Dessa forma, o ensino remoto impossibilita esse elemento fundamental na Educação: as relações sociais. Para aprender, precisamos não apenas de um bom professor e de materiais adequados, mas também são necessários os encontros e as trocas entre as pessoas. Quando alguém faz uma pergunta em sala, por exemplo, todos aprendem. Ainda que isso também possa ocorrer em aulas remotas, não existe ali toda a complexa rede de relações que caracteriza uma sala de aula. Além disso, na escola os estudantes aprendem sobre aspectos éticos e morais que não são necessariamente vinculados a um conteúdo específico, mas que são transversais a qualquer disciplina, especialmente a empatia, que garante a possibilidade de aprender a colocar- se no lugar do outro. As crianças menores ainda têm o valor inestimável das brincadeiras em grupo, espaço profícuo para a construção de saberes que não pode ser substituído pelas aulas remotas.

Um outro aspecto a ser considerado é que o ensino remoto tem exigido mais tempo dos estudantes na frente do computador, fato que demanda cuidados redobrados, seja pela exposição excessiva à tela, seja em relação ao acesso que as crianças e adolescentes têm à internet. O que podemos fazer então para oferecer um suporte emocional às crianças e adolescentes?

◆ ◆ ◆ ◆

ENUNCIADO DA TAREFA A:
Indique se cada afirmação abaixo está de acordo com o texto sobre ensino remoto, respondendo sim ou não e citando literalmente as palavras do texto que decidem a questão. (i) Em aulas remotas, é impossível que todos aprendam quando alguém faz uma pergunta. (ii) As brincadeiras em grupo das crianças menores não podem ser substituídas pelas aulas remotas. (iii) O ensino remoto tem exigido mais tempo dos estudantes na frente do computador.
ENUNCIADO DA TAREFA B:
Copie do texto sobre ensino remoto, sem alterações, o trecho que se abre com as palavras que contêm "Um outro aspecto" e se fecha com "crianças e adolescentes?".

◆ ◆ ◆ ◆

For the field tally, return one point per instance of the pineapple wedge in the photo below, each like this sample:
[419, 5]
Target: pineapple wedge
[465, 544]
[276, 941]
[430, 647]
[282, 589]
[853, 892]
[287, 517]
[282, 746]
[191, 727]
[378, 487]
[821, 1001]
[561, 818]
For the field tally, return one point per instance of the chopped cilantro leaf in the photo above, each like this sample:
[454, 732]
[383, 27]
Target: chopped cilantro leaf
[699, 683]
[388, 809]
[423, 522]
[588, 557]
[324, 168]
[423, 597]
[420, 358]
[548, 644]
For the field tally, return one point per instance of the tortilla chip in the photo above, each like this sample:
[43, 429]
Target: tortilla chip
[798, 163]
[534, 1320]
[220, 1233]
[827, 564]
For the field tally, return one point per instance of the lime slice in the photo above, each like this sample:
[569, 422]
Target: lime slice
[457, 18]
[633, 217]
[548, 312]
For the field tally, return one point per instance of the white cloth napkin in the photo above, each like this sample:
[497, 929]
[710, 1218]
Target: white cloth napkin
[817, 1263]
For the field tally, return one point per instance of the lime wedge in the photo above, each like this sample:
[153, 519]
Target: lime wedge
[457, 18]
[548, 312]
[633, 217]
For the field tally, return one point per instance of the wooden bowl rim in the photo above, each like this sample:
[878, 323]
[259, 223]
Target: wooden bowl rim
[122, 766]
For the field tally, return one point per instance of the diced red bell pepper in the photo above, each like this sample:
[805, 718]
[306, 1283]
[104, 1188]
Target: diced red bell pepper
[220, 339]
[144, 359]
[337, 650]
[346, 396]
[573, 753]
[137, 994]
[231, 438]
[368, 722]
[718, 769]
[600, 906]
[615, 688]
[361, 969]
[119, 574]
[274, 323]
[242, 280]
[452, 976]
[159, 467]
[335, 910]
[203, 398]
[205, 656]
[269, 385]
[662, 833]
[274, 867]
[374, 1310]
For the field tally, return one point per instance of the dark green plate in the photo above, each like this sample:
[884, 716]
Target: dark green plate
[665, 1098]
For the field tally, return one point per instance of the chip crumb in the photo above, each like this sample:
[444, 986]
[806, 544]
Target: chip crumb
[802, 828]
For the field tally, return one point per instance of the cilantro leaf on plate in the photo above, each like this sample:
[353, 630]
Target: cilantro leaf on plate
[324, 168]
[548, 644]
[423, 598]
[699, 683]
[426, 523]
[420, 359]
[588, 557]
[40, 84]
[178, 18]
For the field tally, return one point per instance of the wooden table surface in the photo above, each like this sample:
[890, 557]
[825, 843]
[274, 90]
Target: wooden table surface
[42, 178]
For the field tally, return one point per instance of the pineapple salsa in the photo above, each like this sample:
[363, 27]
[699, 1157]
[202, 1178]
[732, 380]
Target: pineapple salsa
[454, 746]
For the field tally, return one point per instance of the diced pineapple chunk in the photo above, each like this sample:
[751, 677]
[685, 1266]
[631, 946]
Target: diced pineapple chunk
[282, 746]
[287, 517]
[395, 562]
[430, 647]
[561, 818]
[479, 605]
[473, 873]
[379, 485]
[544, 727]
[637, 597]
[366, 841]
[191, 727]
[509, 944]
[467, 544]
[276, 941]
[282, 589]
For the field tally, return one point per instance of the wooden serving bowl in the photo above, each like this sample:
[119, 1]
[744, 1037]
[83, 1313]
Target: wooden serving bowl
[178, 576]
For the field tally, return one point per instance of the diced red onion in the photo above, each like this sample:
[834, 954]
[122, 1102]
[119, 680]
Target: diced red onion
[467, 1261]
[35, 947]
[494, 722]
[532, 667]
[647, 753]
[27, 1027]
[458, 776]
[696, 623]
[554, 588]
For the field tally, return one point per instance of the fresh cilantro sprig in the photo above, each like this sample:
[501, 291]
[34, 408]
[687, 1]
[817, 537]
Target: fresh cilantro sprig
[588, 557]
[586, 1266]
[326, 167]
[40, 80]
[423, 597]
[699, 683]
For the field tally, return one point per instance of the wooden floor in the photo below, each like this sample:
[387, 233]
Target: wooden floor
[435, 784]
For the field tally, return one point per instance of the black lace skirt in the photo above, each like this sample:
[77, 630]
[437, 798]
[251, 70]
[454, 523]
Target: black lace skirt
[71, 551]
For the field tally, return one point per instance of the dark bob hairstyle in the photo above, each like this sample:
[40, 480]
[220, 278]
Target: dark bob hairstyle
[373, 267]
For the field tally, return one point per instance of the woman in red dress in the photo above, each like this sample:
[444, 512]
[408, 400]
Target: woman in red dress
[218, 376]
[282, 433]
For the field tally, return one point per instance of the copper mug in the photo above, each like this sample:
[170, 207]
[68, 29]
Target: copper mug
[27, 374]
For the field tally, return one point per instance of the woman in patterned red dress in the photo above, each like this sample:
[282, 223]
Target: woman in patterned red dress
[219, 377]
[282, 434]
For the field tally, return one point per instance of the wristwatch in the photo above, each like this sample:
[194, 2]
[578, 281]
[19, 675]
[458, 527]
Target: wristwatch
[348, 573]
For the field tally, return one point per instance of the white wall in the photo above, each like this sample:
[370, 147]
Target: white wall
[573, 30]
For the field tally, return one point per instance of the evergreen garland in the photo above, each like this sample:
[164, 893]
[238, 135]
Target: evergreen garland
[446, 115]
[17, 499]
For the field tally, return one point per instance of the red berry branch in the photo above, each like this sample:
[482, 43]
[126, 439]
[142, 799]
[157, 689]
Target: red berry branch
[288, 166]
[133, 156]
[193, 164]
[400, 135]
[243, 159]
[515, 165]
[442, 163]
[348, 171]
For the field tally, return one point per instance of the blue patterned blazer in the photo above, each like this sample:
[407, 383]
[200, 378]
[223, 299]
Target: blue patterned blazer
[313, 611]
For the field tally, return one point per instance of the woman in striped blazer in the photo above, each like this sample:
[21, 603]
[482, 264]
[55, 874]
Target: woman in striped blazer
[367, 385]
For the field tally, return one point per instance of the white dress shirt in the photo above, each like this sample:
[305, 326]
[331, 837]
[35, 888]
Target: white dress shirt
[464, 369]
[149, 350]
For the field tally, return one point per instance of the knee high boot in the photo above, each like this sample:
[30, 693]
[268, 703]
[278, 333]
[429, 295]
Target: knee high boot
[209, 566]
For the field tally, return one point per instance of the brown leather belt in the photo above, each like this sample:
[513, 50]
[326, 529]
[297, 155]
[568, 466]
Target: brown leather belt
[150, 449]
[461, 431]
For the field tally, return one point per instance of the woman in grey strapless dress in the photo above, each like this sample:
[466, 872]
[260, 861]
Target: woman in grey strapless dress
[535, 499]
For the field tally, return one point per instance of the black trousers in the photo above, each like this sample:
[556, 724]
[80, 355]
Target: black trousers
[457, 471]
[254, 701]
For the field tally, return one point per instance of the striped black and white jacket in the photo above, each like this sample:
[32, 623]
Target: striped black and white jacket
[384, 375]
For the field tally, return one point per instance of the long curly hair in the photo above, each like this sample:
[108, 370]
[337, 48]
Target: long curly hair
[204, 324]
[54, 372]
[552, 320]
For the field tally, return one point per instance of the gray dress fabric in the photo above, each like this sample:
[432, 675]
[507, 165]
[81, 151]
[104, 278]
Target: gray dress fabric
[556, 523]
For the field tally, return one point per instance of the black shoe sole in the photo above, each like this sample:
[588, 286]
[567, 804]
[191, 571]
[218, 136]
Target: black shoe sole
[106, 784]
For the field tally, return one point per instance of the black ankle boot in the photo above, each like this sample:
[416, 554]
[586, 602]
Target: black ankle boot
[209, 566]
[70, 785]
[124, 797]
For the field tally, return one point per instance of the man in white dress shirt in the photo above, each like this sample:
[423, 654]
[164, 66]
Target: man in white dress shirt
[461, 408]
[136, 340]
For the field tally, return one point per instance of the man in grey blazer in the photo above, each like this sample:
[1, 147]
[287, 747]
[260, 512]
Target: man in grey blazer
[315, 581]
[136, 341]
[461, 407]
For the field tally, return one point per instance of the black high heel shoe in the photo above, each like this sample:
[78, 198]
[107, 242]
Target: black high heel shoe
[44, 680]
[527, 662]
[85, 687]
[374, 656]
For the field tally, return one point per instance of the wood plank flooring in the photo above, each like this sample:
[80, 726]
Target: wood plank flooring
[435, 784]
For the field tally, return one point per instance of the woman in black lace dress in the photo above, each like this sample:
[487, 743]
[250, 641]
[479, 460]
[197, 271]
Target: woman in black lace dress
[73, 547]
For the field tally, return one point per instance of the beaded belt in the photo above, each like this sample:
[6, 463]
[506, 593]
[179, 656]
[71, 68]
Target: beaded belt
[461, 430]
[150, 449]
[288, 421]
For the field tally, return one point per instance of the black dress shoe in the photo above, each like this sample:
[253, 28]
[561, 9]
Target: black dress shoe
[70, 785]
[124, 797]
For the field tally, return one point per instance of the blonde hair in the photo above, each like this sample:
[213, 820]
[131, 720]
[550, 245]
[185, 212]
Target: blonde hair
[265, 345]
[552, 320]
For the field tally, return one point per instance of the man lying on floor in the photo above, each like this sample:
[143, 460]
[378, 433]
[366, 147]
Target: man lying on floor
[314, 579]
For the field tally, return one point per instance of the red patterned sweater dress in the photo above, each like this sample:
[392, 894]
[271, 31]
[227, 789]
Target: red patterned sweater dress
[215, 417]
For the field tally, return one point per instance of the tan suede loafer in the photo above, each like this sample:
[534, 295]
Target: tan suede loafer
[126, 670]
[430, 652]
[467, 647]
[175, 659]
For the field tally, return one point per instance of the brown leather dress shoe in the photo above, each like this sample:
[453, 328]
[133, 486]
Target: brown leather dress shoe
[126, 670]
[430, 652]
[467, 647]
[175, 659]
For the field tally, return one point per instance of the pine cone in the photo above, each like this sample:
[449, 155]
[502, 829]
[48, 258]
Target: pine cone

◆ ◆ ◆ ◆

RESULTADO DA TAREFA A:
(i) Não: "Ainda que isso também possa ocorrer em aulas remotas".
(ii) Sim: "espaço profícuo para a construção de saberes que não pode ser substituído pelas aulas remotas".
(iii) Sim: "o ensino remoto tem exigido mais tempo dos estudantes na frente do computador".

RESULTADO DA TAREFA B:
Um outro aspecto a ser considerado é que o ensino remoto tem exigido mais tempo dos estudantes na frente do computador, fato que demanda cuidados redobrados, seja pela exposição excessiva à tela, seja em relação ao acesso que as crianças e adolescentes têm à internet. O que podemos fazer então para oferecer um suporte emocional às crianças e adolescentes?